■ Point labeling examples ■
· · ·
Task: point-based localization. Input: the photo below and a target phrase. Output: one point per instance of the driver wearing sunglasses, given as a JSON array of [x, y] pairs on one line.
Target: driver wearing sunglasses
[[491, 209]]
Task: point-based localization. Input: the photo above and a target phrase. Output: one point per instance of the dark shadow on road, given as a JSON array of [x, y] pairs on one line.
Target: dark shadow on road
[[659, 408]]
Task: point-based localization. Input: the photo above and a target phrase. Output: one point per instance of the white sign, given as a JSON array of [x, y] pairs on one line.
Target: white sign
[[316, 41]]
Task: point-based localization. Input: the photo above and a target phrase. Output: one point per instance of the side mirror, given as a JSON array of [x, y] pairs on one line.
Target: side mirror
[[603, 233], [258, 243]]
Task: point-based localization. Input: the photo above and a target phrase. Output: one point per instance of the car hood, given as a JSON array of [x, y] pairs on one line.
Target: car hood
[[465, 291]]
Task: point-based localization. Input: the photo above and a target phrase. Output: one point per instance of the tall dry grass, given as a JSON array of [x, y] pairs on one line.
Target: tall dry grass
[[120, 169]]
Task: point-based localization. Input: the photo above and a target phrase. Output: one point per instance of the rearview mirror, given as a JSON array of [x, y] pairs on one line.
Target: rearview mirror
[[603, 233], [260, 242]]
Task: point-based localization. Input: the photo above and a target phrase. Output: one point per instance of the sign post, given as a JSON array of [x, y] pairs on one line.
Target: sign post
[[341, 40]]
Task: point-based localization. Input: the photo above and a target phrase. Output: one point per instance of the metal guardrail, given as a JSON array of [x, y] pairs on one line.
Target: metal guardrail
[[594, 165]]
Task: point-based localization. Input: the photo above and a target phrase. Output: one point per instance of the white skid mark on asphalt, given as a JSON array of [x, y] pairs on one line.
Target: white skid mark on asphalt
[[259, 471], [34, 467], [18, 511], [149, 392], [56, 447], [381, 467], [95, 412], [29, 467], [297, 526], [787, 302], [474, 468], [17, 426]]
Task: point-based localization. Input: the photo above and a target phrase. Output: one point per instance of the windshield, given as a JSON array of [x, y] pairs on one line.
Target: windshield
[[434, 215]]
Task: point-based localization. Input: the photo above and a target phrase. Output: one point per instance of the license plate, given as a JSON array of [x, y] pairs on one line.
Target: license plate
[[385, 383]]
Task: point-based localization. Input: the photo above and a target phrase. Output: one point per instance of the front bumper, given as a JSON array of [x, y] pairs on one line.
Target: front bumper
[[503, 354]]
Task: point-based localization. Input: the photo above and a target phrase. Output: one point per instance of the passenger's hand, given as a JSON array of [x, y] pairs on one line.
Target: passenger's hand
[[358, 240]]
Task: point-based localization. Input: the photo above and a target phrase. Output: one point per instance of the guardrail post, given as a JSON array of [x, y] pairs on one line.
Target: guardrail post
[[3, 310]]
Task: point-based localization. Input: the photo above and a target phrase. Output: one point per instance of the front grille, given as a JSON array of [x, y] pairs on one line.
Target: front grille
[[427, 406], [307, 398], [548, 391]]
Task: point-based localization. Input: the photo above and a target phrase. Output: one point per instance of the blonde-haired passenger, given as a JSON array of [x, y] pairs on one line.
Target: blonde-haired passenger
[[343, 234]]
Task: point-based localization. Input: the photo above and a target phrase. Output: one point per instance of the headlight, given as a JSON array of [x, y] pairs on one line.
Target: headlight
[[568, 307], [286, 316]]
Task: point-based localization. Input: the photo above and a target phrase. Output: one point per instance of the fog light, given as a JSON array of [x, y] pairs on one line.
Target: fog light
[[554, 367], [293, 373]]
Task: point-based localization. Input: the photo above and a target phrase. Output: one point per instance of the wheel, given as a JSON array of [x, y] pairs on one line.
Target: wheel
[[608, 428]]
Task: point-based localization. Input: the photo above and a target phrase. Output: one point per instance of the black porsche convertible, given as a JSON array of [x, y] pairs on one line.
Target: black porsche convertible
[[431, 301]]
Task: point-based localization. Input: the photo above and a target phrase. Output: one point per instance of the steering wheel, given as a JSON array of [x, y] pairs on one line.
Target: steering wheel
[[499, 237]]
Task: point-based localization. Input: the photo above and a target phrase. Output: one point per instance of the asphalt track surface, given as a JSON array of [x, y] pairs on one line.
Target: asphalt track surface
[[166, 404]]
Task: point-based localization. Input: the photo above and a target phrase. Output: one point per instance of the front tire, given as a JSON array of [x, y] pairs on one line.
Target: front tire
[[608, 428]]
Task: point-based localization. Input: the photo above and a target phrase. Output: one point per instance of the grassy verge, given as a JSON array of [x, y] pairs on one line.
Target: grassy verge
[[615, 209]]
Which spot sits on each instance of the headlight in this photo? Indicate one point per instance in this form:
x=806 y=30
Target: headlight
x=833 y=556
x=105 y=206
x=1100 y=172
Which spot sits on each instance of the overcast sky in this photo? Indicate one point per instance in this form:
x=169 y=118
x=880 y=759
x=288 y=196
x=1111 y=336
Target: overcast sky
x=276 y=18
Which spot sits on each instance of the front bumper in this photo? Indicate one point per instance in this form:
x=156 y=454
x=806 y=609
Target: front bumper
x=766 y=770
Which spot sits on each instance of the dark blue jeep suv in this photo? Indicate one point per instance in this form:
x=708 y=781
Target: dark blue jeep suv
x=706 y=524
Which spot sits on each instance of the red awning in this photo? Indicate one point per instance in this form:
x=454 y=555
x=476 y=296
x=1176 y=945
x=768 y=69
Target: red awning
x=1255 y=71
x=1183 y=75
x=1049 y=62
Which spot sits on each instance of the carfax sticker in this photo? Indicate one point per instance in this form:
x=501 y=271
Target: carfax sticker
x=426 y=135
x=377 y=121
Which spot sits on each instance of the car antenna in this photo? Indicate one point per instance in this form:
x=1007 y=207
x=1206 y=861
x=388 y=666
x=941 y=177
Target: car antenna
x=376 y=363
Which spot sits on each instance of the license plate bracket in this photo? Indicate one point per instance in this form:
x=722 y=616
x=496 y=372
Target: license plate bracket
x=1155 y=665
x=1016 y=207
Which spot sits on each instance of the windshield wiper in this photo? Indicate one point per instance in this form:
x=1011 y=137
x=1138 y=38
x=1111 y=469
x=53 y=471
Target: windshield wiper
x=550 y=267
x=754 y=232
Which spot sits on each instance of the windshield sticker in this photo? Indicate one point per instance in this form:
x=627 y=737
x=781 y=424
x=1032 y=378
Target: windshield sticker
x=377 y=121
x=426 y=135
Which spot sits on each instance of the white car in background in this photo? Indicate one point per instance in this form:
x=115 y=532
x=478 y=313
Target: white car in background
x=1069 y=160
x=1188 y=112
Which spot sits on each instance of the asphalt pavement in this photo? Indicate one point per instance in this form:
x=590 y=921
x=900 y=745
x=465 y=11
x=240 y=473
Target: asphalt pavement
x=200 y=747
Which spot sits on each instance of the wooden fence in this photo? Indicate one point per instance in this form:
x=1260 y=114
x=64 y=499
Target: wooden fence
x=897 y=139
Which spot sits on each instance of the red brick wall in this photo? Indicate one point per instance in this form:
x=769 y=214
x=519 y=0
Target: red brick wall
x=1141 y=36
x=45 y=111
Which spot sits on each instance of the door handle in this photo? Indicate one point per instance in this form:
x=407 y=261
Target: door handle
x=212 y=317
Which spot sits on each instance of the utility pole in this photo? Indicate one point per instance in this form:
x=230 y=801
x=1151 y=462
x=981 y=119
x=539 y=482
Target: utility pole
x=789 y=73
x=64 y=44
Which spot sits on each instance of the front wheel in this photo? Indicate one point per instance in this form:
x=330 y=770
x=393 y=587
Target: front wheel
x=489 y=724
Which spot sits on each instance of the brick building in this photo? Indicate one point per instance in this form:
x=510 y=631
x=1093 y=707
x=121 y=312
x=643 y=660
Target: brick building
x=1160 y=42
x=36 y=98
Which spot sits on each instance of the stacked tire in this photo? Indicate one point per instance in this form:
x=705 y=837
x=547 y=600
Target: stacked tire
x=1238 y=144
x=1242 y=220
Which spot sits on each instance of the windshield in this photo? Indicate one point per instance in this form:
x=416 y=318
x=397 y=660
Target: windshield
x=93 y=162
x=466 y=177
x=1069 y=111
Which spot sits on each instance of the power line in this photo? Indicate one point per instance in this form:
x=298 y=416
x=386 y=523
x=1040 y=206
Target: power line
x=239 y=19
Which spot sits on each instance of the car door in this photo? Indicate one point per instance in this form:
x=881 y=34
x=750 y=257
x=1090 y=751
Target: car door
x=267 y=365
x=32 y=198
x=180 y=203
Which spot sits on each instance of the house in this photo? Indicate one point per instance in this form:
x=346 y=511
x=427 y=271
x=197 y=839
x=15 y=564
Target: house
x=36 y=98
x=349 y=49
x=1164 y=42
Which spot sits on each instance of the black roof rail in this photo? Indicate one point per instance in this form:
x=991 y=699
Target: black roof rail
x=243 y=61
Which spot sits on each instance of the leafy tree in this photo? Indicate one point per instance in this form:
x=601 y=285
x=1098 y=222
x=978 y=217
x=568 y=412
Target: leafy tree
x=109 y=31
· · ·
■ Job ■
Write out the lines starting at the one containing "of the metal" and ending at the one containing "468], [17, 426]]", swapping "guardrail" for "barrier" and leaving everything else unchanged. Give only those lines.

■ Completed exercise ■
Task: point-based localization. Input: the photo above and a target phrase. Output: one point per instance of the metal barrier, given as a JSON array of [x, y] pairs on one line.
Target: metal barrier
[[594, 165]]
Task: point-based localization. Input: the photo above and a target phrase. Output: one point per instance of the white skid mark on asphalt, given as a JSON array of [x, y] pairs on one line.
Target: white skid mark on asphalt
[[259, 471], [34, 467], [18, 511], [149, 392], [56, 447], [381, 467], [95, 412], [29, 467], [297, 526], [787, 302], [474, 468], [17, 426]]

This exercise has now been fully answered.